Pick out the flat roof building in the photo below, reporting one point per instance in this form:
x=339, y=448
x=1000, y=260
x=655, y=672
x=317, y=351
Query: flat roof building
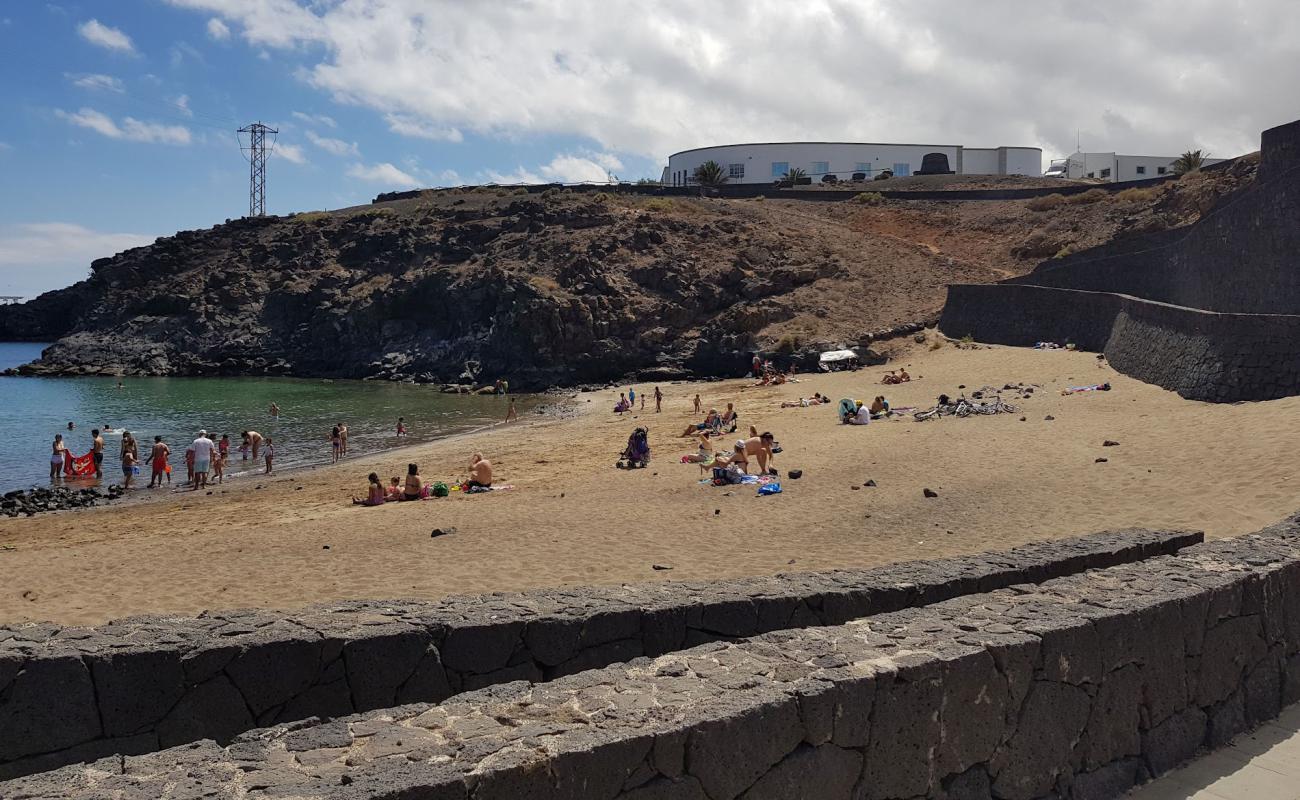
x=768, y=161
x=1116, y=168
---
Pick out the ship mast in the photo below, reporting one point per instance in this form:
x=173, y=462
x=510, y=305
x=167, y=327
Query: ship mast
---
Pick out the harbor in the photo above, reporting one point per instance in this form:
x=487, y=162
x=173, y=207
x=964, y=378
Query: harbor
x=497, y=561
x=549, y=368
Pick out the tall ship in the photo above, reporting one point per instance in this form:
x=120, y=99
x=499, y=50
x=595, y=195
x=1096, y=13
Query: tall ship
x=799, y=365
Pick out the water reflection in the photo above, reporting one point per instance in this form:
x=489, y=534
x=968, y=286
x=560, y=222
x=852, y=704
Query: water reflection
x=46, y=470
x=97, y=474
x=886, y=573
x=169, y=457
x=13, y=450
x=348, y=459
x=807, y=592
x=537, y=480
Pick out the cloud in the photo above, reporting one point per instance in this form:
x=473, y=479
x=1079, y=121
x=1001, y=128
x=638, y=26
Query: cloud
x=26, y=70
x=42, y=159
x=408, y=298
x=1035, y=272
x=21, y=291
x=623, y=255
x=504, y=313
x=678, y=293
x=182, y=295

**WHAT YOU NEED TO DO:** What is needed is each line from the records with the word "point" in it.

**RESPONSE TO THE EXERCISE:**
Pick out the flat roof building in the photo below, reporting one point per instance in this form:
Pick out the ship mast in the photo below, reporting one point per instance in this form:
Pick out the harbor in the photo above, reporting one point per instance in this form:
Pick out the tall ship in the photo above, reporting one point per instance in this form:
Pick out the water reflection in the photo above, reporting one point per instance in this form:
Pick out the cloud in the photo above, reporting one point per instance in this form:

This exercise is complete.